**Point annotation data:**
++++++++++++++++++++
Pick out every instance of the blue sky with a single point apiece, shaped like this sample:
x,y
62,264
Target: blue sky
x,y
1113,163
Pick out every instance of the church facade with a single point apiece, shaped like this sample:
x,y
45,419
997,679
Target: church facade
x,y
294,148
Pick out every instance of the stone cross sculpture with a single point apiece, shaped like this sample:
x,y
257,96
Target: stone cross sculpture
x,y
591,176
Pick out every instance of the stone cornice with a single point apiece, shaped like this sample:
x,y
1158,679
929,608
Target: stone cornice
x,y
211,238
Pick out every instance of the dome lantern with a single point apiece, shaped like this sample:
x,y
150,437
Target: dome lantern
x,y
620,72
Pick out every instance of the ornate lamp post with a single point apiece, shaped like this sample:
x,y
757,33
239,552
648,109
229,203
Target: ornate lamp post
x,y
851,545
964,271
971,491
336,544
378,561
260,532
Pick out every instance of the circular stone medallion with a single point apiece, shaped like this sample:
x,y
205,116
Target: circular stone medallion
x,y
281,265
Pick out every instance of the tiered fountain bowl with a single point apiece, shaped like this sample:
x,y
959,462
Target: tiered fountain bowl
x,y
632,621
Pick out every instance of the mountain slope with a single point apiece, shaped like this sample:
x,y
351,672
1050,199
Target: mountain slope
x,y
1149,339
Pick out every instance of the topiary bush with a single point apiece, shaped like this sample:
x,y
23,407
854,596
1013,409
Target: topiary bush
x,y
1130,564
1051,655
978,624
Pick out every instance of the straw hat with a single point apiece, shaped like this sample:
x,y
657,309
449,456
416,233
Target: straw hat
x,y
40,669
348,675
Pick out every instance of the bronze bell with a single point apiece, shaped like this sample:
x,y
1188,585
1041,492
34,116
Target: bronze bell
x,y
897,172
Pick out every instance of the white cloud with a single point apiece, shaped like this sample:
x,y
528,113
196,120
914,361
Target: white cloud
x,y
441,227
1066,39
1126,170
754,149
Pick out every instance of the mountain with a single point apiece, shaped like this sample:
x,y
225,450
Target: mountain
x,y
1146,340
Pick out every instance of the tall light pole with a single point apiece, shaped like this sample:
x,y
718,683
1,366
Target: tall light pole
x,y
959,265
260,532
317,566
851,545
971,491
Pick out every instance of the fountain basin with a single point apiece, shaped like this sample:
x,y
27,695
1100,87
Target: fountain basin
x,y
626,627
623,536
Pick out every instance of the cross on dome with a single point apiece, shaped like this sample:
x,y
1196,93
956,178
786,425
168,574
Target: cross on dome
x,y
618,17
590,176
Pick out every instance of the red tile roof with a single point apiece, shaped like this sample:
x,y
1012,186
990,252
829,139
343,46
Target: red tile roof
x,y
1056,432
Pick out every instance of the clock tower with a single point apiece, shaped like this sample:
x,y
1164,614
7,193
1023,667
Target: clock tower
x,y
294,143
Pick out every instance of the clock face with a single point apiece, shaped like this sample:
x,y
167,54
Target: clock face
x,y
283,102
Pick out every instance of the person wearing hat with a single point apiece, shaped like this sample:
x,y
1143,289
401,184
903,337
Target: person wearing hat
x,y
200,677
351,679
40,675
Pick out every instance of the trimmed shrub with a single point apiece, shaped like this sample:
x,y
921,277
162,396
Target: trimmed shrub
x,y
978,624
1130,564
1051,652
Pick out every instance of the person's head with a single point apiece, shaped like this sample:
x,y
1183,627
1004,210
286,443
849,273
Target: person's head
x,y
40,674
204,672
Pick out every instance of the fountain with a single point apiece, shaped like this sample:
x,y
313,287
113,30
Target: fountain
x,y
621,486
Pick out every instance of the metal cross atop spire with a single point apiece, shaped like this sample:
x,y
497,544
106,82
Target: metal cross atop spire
++++++++++++++++++++
**What to do:** Return all of the items above verbatim, reproducing every line without a single change.

**Response for this exercise:**
Pick out every instance of the blue sky with a single point apiece, shaped like this sample:
x,y
62,264
Target: blue sky
x,y
1113,163
Pick out every instance of the church facade with a single point apiece, shaped like this sample:
x,y
45,419
997,679
Target: church facade
x,y
294,148
Pick out every instance of the stone cross sculpture with a single point apiece, shaped like this sample:
x,y
257,96
Target: stone cross sculpture
x,y
591,176
Pick out every instance of the stone cornice with a single point apiece, shaped like this sample:
x,y
1158,679
929,608
Target: stone cornice
x,y
211,238
Pick out every instance of the dome lantern with a single point apiece, shaped like this sample:
x,y
150,437
Target: dome lantern
x,y
620,72
Pick out every instance of the ornate lamp post with a single point apiece, shaped like this sample:
x,y
757,33
239,552
648,109
229,203
Target: ornate lamp post
x,y
851,545
964,271
971,491
336,544
378,561
260,532
Pick out every instance of the circular stone medallion with a single point apiece, shaped like this sample:
x,y
205,116
Target: circular stone medallion
x,y
281,265
Pick out every instance of the tiered fountain bowl with a single point apiece, shaped like this sample:
x,y
959,462
Target: tiered fountain bowl
x,y
632,621
Pick out every instance of the mountain slope with a single point apiece, shaped like this sample:
x,y
351,672
1050,199
Target: mountain slope
x,y
1149,339
Pick out every instance of the topiary bush with a single point apiece, shaped like this sample:
x,y
23,407
854,596
1013,409
Target: topiary bush
x,y
1130,564
1051,655
978,624
Pick out every instance of the straw hat with a single point apiece, shaped like this sample:
x,y
657,309
449,456
416,233
Target: straw hat
x,y
40,669
348,675
Pick out every instance of the bronze bell with a single point apiece, shaped like this sample:
x,y
1188,585
1041,492
34,116
Target: bronze bell
x,y
897,172
Pick out every instance of the white cloud with a single point apiece, shaped like this sample:
x,y
528,113
196,120
914,361
Target: white cloud
x,y
441,227
1066,39
1126,170
754,149
Pick out every instance of the mountain with a single point apiece, shaped like this sample:
x,y
225,450
Target: mountain
x,y
1146,340
Pick out every instance of the tall light pole with a single point apiece, shaped like this sample:
x,y
718,683
1,366
Target: tall light pole
x,y
959,265
260,532
317,566
851,545
971,491
Pick out every instance of the fountain basin with a single point apiece, shaped like this sample:
x,y
27,695
1100,87
Target: fountain basin
x,y
626,627
623,536
Pick out every instance of the cross on dome with a single point apiece, shaped like this sample:
x,y
1196,93
956,178
786,425
168,574
Target: cross on dome
x,y
618,17
590,176
Pick out every instance of the red tile roof with a single point apiece, shaped like this sample:
x,y
1012,186
990,252
829,139
343,46
Target: red tile roof
x,y
1056,432
Pick out every instance of the clock tower with a single point apiece, shaped like this sample:
x,y
1164,614
7,193
1023,667
Target: clock tower
x,y
294,143
Pick out every instance of the clock face with a single point apiece, shaped like this sample:
x,y
167,54
Target: clock face
x,y
283,102
Pick out every instance of the person wearing hat with a single point apiece, shaped like this sample:
x,y
1143,289
401,184
903,337
Target: person wearing hat
x,y
200,677
351,679
40,675
Pick out every instance of the trimmed shrub with a single point apiece, shaped like this sample:
x,y
921,277
162,396
Target: trimmed shrub
x,y
978,624
1130,564
1051,652
Pick out every instance of the person's head with a single point apiece, shaped like this sample:
x,y
1183,627
1004,210
286,443
849,273
Target: person's head
x,y
40,674
204,672
Pick out every instance of the fountain with a single point apiece, shaped like this sample:
x,y
313,287
113,30
Target: fountain
x,y
621,486
Pick out every instance of the metal cross atop spire with a single point apiece, shaped like this sample:
x,y
497,544
106,82
Target: metal cross atop spire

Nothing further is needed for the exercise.